▶ _BRIEF_: Copy each of the lines below that contains the string "suit", leaving out all others.

▶ _RECORD EXCERPTS_:
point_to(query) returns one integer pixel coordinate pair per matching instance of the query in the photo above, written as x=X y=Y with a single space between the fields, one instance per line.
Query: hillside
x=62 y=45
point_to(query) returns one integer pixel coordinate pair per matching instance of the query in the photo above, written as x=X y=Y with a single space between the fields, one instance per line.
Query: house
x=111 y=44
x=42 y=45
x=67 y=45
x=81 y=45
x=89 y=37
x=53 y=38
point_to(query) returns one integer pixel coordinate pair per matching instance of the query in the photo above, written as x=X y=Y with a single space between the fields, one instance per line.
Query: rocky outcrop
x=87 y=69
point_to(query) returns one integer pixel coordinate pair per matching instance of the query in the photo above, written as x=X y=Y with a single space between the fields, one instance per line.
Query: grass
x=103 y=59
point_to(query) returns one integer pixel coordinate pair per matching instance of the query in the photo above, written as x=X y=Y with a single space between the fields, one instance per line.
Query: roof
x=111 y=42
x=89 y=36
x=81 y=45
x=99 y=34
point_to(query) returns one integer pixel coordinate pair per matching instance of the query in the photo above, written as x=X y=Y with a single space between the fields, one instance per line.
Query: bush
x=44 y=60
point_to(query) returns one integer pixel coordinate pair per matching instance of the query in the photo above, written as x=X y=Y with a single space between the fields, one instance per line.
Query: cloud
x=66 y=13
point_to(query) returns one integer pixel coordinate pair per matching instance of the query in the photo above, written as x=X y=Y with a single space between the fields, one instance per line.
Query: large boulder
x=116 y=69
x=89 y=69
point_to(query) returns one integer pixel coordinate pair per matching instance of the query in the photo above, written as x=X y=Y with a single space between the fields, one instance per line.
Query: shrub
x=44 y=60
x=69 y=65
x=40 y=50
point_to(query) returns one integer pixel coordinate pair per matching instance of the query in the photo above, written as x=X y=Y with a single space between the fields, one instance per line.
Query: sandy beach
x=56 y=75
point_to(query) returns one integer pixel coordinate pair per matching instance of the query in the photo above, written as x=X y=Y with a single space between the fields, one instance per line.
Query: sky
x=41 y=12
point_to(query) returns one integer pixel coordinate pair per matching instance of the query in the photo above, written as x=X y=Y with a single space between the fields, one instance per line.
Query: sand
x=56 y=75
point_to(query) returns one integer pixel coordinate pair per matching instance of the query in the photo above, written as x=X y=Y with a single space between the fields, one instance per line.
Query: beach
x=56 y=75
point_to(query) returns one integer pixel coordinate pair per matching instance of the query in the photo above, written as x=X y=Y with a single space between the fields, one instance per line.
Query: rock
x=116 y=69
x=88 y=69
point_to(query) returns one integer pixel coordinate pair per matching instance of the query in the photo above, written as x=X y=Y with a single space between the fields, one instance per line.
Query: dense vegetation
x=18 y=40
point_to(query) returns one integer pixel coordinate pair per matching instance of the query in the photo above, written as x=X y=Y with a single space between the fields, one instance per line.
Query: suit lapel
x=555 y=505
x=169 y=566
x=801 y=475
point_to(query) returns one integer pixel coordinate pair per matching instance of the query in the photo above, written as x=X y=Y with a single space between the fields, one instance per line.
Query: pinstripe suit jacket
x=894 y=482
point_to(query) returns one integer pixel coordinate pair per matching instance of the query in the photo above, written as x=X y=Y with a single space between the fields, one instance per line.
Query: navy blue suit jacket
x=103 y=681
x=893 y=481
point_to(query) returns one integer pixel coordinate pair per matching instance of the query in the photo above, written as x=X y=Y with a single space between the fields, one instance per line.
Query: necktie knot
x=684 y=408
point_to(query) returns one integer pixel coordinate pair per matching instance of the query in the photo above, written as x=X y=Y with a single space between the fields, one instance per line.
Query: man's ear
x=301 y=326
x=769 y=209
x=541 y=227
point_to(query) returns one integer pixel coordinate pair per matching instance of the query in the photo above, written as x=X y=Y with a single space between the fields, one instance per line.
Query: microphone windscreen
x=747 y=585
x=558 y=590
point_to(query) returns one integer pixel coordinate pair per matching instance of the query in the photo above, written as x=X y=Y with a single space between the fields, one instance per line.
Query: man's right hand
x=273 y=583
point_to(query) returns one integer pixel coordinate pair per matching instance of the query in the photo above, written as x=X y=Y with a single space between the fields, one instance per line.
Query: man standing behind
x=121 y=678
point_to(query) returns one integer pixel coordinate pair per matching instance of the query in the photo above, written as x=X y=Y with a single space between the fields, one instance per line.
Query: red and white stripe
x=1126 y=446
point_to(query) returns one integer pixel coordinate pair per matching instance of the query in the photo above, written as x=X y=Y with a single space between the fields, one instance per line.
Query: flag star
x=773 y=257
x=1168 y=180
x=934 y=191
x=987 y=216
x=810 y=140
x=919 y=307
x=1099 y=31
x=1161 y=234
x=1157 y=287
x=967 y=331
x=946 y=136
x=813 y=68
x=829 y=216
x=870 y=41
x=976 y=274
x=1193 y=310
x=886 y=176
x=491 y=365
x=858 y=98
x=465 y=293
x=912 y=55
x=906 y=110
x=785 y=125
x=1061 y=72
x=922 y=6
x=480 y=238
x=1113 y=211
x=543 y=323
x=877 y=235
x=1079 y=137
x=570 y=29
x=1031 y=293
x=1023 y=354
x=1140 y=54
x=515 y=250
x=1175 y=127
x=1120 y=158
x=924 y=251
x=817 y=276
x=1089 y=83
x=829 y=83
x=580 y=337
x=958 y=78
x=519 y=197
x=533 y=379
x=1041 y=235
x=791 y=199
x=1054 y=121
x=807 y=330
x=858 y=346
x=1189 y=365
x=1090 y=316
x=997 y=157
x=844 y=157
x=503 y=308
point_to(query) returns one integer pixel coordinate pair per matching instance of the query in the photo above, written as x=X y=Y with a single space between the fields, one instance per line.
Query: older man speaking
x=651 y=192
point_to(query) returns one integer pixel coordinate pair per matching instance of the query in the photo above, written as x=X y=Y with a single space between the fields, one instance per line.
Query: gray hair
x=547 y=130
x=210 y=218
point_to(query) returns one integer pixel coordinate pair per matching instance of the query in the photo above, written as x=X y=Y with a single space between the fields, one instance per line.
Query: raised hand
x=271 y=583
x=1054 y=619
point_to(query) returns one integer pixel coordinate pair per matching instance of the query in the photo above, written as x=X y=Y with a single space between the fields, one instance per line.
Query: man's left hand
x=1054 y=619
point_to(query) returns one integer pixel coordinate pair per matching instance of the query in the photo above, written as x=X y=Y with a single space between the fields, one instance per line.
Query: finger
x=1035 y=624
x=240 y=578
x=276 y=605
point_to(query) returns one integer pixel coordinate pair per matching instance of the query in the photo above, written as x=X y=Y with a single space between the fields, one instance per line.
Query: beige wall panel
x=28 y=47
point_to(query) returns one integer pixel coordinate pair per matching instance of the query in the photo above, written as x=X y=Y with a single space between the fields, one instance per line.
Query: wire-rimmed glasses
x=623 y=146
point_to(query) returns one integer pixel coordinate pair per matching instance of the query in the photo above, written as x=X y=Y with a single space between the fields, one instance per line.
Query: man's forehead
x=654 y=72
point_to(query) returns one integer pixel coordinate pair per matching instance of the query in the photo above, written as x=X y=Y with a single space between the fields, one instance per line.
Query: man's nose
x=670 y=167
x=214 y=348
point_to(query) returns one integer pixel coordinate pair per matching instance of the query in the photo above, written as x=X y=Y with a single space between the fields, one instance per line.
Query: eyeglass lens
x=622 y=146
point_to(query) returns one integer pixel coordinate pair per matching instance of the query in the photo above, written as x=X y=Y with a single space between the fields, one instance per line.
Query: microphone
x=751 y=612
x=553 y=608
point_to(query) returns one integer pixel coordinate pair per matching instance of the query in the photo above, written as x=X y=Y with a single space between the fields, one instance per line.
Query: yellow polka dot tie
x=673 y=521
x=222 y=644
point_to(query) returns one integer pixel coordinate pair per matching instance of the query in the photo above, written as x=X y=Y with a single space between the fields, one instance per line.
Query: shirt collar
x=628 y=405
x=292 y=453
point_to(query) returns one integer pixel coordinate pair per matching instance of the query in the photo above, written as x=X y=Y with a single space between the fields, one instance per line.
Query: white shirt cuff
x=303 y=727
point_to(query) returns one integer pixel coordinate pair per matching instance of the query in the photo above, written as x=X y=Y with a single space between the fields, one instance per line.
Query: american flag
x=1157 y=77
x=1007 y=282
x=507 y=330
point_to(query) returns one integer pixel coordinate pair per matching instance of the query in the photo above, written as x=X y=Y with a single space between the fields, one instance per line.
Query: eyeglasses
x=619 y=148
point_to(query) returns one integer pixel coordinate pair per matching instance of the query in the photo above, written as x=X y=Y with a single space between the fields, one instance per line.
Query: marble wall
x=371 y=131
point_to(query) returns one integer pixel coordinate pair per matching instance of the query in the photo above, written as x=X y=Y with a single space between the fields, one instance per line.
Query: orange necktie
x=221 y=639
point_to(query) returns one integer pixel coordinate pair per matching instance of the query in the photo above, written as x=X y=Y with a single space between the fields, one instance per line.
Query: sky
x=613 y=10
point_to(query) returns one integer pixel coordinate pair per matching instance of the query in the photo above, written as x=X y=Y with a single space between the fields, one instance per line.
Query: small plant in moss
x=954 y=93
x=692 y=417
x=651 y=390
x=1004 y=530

▶ _EXPECTED OUTPUT_:
Query: suit lapel
Query: pinstripe suit jacket
Query: navy blue suit jacket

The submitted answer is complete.